Aim
Reproduce, without any change, the stretch of lines from the line containing "Each instance of the wooden" through the end of the lines.

(Shape annotation entries)
***

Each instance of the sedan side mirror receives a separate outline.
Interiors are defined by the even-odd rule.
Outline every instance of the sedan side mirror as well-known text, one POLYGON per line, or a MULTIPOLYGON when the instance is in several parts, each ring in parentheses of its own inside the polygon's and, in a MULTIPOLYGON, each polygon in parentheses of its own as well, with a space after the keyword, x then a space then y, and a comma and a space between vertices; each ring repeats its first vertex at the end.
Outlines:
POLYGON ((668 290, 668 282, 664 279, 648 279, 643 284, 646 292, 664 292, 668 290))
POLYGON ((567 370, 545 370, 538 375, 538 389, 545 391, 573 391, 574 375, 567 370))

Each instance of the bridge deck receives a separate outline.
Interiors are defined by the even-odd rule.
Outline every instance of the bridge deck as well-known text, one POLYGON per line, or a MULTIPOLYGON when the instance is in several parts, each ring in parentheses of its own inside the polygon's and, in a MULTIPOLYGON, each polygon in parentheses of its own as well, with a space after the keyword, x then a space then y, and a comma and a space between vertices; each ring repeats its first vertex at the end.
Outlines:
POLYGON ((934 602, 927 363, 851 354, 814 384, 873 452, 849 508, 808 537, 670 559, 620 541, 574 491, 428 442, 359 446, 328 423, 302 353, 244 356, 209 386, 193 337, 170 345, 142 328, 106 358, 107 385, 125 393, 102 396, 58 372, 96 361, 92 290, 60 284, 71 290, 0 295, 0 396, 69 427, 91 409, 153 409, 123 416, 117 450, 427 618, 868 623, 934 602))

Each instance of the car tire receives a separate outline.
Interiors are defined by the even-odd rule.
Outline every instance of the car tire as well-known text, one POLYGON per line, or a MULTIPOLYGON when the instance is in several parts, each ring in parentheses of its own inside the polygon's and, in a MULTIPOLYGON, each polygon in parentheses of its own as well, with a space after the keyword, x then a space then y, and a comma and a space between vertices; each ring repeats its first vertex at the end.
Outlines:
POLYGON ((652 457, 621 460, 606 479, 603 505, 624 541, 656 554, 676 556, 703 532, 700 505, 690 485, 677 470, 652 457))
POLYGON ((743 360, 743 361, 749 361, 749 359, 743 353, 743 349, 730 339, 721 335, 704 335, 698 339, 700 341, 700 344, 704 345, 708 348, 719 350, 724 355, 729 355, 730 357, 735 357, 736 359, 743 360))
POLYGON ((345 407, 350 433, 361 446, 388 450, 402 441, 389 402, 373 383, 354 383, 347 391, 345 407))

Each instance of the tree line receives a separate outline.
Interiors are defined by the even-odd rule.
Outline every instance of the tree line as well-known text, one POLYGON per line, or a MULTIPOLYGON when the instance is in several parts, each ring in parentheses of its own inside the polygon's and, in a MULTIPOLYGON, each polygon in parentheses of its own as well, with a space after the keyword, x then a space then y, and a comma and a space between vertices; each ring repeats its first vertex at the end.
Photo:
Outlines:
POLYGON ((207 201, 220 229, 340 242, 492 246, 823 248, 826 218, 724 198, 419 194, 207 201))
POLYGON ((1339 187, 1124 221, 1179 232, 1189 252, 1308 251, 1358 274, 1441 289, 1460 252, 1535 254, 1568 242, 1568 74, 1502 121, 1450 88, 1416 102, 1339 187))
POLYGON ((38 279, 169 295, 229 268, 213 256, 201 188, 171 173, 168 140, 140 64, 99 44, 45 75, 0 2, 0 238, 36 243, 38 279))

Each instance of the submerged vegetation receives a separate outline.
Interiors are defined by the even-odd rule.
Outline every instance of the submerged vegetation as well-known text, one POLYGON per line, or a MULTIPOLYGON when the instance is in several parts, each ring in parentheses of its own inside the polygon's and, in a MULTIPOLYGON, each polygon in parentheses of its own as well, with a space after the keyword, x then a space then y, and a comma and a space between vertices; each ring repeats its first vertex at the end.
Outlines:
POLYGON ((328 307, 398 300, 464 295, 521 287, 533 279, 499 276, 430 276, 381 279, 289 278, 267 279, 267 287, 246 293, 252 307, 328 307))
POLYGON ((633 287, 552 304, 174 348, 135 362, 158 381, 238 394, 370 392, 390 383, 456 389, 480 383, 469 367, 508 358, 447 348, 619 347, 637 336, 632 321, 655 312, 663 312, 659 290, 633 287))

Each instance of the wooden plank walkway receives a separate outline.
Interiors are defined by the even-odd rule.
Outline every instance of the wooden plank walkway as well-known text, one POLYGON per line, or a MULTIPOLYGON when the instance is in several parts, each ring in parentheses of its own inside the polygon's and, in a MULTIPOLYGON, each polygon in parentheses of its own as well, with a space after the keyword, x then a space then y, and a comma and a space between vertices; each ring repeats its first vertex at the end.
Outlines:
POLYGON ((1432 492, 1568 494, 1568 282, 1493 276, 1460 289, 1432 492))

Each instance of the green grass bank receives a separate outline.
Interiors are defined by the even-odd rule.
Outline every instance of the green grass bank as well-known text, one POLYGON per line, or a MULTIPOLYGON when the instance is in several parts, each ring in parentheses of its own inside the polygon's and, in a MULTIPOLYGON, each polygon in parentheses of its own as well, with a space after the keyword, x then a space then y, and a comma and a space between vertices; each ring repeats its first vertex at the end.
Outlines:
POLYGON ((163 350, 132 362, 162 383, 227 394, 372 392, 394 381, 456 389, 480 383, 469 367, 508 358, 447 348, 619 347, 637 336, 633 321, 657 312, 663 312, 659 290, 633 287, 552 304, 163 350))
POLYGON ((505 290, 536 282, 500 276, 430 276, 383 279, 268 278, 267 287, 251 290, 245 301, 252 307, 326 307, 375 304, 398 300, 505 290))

***

Full response
Each instance of the wooden plank walkway receives a separate outline.
Interiors are defined by the even-odd rule.
Outline every instance of the wooden plank walkway as well-known text, one POLYGON per line, or a MULTIPOLYGON when the instance is in several parts, each ring in parentheses of its own inside the polygon's and, in a MULTIPOLYGON, each polygon in parentheses of its own as well, with a space after the keyword, x then a space then y, and a comma and a space between vertices; each ring repeats its first vertex at the end.
Outlines:
POLYGON ((1432 492, 1568 494, 1568 282, 1493 276, 1460 289, 1432 492))

Each instance of the green grass bank receives a separate outline.
Interiors are defined by the even-odd rule.
Outline every instance of the green grass bank as well-known text, one POLYGON per line, or a MULTIPOLYGON when the instance is in several parts, each ring in parentheses of its own inside the polygon's and, in a MULTIPOLYGON, each polygon in parentheses of its own as well, with a space after the keyword, x then a space then y, and a comma and a space between vertices; each ring repeats its first vertex at the end.
Outlines:
POLYGON ((163 350, 132 362, 162 383, 227 394, 372 392, 394 381, 456 389, 480 383, 469 367, 508 358, 447 348, 619 347, 637 336, 633 321, 657 312, 663 312, 659 290, 633 287, 552 304, 163 350))
POLYGON ((505 290, 536 282, 500 276, 430 276, 383 279, 268 278, 267 287, 251 290, 245 301, 252 307, 326 307, 375 304, 398 300, 505 290))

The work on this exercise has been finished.